- _What to produce_: Repeat the records in the stretch from the line containing "Guideline: one keypoint per instance of the weathered" through the line containing "[(594, 235)]", both ends included, offsetting every coordinate in the answers by -101. Give only those lines.

────────

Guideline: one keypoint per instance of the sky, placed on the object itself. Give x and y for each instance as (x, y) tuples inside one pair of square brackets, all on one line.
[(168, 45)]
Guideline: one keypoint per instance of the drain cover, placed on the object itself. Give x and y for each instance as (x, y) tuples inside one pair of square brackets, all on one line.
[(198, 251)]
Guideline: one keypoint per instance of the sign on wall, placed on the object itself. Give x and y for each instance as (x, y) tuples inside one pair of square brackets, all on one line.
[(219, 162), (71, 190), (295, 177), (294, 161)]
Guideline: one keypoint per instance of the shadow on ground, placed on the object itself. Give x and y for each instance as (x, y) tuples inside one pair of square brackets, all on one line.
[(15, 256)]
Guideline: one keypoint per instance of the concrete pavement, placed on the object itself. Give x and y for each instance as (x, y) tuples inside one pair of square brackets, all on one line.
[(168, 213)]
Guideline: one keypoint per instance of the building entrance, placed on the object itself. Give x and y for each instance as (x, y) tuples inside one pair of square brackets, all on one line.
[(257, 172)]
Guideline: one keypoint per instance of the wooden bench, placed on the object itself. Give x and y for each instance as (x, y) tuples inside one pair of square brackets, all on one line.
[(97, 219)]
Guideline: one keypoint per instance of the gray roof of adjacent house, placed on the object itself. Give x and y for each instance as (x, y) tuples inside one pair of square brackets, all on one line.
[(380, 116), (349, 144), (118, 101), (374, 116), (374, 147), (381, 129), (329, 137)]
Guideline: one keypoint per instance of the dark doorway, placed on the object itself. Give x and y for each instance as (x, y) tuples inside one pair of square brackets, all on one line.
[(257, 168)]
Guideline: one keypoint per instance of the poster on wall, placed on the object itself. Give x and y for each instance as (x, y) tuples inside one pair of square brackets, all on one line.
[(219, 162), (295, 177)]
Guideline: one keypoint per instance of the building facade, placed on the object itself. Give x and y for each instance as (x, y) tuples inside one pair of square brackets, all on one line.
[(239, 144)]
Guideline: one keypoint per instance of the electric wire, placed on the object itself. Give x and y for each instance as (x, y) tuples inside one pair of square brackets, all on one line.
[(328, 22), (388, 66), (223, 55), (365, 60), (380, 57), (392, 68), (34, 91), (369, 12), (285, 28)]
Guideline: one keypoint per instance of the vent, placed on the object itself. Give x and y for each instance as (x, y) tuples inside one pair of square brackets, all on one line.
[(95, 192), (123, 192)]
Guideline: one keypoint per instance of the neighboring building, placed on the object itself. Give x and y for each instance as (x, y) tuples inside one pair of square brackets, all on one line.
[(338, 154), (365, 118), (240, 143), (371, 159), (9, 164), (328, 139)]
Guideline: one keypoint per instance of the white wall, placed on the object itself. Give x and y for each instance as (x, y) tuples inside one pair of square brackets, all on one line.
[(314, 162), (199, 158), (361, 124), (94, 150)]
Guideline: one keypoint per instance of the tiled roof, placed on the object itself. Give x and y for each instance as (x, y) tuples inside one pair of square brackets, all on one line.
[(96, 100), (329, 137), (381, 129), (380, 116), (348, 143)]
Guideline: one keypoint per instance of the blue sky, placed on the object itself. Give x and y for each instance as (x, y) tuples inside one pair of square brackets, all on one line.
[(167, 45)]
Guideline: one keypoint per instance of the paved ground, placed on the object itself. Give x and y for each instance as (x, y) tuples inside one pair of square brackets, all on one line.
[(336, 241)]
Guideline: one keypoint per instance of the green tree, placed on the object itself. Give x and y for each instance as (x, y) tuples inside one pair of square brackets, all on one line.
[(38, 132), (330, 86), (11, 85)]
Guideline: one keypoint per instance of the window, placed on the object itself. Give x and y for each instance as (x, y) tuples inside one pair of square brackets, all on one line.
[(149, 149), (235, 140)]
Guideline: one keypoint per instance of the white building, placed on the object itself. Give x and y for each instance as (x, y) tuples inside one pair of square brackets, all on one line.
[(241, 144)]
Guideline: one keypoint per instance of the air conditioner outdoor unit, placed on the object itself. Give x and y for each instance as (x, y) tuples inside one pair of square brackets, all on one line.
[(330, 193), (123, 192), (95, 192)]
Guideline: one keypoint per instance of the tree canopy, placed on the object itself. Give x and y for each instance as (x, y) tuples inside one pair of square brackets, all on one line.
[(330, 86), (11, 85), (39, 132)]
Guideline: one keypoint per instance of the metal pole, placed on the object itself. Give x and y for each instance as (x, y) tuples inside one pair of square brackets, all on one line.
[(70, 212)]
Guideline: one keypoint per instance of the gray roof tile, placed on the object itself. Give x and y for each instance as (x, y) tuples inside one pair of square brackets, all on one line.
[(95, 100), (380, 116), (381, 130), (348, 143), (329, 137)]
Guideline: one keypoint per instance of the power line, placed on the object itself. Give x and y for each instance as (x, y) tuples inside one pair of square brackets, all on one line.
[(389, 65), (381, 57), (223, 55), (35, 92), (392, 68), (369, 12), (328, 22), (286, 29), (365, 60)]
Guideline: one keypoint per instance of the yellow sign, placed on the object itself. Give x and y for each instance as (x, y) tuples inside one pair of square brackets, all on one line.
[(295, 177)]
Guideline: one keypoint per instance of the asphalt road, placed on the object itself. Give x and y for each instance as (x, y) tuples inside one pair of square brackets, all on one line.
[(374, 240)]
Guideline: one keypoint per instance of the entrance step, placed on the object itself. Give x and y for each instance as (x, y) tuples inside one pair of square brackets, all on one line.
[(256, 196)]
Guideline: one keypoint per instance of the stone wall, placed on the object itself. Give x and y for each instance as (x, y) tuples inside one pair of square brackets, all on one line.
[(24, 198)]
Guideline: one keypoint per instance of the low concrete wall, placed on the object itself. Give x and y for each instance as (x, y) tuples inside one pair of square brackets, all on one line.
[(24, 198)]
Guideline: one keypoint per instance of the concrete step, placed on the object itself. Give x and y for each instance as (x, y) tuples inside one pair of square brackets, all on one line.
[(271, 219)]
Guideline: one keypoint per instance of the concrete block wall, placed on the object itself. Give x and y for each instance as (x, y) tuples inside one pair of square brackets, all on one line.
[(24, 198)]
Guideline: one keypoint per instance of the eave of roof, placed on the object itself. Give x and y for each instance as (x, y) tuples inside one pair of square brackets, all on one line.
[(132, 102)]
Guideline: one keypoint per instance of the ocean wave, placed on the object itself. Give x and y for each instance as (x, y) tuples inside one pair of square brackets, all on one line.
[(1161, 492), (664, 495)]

────────

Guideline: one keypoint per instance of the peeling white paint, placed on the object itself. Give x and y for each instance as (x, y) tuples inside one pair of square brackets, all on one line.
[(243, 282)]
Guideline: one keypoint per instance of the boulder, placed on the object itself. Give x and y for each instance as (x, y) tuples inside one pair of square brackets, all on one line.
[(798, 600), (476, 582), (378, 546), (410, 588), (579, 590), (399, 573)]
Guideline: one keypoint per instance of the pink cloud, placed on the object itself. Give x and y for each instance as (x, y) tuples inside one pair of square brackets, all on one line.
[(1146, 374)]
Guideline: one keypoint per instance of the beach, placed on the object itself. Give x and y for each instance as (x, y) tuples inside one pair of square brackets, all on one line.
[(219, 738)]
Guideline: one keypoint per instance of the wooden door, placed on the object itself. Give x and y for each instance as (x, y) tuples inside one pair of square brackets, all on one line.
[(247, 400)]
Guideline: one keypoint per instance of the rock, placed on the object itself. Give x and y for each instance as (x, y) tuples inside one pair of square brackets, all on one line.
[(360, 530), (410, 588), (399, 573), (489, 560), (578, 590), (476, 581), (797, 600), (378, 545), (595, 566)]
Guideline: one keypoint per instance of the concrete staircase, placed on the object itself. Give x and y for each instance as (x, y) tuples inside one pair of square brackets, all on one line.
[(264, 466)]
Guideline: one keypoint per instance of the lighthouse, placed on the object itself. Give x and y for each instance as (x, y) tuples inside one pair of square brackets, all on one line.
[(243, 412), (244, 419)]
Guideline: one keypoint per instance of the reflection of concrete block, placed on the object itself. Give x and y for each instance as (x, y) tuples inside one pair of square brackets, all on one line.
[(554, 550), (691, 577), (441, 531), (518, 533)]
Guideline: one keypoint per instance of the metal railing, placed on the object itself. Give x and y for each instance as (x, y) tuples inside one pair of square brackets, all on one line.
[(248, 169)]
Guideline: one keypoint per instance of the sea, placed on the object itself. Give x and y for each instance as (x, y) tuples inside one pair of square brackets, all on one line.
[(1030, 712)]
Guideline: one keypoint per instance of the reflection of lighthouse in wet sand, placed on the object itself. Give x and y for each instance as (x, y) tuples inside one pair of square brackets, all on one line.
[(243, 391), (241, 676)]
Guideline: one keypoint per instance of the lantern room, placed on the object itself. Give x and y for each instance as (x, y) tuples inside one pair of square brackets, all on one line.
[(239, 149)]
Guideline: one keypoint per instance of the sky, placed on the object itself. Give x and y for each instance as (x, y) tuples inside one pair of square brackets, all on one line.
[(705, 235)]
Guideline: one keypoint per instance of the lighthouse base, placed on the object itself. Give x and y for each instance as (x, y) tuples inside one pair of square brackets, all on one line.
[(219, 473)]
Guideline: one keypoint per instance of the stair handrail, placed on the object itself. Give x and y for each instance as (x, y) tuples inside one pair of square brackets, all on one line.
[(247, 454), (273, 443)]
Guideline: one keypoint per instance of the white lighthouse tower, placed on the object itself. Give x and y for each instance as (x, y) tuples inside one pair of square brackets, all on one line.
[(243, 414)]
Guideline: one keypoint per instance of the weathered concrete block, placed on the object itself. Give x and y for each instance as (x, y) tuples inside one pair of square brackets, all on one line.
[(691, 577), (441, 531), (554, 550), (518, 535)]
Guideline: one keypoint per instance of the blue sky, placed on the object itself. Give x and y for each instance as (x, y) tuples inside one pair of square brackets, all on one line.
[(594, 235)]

────────

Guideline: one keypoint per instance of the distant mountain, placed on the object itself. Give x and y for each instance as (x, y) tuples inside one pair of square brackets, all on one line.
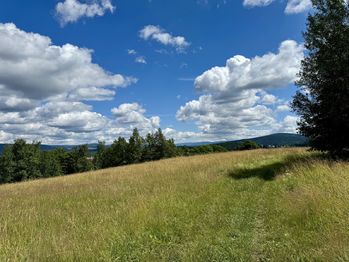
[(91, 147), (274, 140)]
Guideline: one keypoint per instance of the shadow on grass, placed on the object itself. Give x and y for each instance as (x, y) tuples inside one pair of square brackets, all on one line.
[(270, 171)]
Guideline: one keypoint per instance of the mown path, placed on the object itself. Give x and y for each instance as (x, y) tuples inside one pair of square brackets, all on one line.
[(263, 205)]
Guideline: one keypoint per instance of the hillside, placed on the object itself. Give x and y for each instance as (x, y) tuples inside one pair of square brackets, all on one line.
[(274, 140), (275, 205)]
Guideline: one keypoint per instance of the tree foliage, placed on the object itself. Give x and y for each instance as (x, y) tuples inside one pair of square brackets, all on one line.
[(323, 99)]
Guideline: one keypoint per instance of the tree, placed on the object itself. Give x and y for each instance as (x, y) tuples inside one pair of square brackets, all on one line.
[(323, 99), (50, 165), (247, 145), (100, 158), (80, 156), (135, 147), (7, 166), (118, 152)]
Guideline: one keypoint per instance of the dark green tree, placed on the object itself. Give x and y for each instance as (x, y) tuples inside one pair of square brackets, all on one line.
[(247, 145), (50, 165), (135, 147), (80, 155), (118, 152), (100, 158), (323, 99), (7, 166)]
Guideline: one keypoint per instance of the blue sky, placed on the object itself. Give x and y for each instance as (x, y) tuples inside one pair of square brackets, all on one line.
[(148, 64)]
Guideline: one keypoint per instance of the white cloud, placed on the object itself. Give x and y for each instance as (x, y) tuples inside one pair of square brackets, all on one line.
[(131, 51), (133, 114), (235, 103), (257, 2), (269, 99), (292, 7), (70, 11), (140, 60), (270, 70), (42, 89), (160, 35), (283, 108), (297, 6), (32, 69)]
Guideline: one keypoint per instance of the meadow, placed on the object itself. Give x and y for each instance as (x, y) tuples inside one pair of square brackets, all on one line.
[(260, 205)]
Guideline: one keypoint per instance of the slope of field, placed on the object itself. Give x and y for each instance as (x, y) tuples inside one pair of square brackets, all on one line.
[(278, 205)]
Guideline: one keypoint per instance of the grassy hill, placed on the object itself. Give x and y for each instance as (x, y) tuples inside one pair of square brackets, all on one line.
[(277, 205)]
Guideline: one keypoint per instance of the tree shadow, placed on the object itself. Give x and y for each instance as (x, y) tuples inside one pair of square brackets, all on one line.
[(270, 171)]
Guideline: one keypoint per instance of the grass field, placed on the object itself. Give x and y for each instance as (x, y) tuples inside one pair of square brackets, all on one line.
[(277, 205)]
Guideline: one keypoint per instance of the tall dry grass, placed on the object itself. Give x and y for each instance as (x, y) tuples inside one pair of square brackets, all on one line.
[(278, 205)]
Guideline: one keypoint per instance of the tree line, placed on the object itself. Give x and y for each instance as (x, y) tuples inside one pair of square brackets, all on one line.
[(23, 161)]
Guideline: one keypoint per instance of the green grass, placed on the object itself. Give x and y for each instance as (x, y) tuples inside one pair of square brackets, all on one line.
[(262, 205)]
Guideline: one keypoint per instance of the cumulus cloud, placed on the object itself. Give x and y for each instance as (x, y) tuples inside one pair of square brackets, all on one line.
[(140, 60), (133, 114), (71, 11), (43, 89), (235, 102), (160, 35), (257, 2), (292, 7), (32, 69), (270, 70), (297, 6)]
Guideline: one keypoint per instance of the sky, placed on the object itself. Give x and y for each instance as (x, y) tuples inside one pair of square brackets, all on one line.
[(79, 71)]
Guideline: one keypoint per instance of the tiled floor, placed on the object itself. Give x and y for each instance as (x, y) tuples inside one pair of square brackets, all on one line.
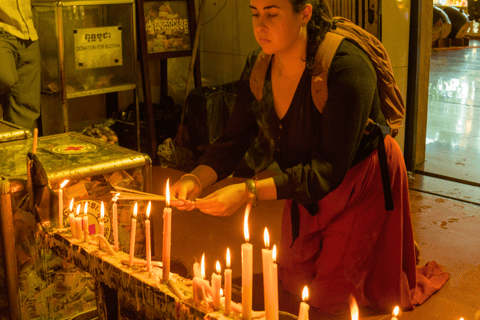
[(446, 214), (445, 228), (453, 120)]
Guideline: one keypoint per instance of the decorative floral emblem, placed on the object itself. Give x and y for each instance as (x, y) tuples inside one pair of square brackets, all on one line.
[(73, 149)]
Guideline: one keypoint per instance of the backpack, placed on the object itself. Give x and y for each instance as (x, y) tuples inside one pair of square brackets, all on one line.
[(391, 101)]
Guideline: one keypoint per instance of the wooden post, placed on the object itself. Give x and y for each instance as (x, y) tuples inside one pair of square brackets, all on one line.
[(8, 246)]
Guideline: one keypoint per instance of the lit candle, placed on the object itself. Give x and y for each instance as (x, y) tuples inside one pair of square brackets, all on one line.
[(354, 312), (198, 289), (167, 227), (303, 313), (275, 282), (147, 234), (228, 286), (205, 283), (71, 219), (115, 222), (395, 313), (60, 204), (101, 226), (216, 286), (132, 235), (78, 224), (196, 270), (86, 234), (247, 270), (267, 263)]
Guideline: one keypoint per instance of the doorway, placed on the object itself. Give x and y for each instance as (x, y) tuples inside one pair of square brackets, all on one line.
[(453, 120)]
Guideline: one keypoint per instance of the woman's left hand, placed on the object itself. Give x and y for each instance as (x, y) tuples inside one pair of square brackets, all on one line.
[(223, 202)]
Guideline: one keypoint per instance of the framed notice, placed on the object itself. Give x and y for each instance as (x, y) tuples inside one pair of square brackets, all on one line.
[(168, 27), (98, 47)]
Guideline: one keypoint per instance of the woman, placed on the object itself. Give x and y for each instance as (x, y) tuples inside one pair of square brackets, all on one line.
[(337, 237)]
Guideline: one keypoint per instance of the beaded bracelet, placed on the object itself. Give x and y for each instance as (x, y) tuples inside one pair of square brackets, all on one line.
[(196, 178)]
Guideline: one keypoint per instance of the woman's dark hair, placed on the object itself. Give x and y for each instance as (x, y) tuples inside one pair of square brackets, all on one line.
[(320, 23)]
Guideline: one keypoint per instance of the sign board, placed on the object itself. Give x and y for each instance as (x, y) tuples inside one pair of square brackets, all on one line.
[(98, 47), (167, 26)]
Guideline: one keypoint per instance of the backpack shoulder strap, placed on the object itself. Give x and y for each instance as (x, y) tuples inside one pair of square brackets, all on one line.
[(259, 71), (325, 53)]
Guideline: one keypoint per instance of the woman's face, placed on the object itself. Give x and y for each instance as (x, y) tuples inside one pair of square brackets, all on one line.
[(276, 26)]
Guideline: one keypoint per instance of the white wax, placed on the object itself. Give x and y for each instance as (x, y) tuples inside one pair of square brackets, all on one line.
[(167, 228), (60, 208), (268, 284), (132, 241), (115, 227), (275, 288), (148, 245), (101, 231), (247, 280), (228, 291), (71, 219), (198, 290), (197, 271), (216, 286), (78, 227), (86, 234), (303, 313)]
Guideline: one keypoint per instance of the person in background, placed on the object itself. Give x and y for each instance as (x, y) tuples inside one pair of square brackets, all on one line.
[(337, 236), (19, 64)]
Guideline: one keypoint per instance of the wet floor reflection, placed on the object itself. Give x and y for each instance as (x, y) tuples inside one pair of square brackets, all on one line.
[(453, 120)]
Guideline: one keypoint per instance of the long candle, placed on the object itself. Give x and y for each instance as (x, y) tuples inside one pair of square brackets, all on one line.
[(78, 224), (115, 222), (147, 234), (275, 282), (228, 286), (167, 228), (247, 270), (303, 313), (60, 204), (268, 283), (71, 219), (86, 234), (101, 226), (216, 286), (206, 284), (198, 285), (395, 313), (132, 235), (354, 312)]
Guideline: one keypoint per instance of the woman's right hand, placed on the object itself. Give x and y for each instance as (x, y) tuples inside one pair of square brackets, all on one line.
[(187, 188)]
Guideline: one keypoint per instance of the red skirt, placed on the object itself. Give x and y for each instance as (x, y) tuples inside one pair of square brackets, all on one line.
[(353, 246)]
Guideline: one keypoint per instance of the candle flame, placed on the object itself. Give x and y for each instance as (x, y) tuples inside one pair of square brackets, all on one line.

────────

- _Result of this task_:
Guideline: one keypoint per instance of the weathered concrete block, placed on the object itself. Give x and y for each instance as (x, y) tuples inside one pair of square brackets, all on one line.
[(590, 476), (340, 430), (453, 449), (417, 434)]
Guideline: one keypoint per instance of the blue sky, placed on the object itself. Give x and y for each instance as (x, y) tuples inside one pair of square brackets, all on one line.
[(493, 134)]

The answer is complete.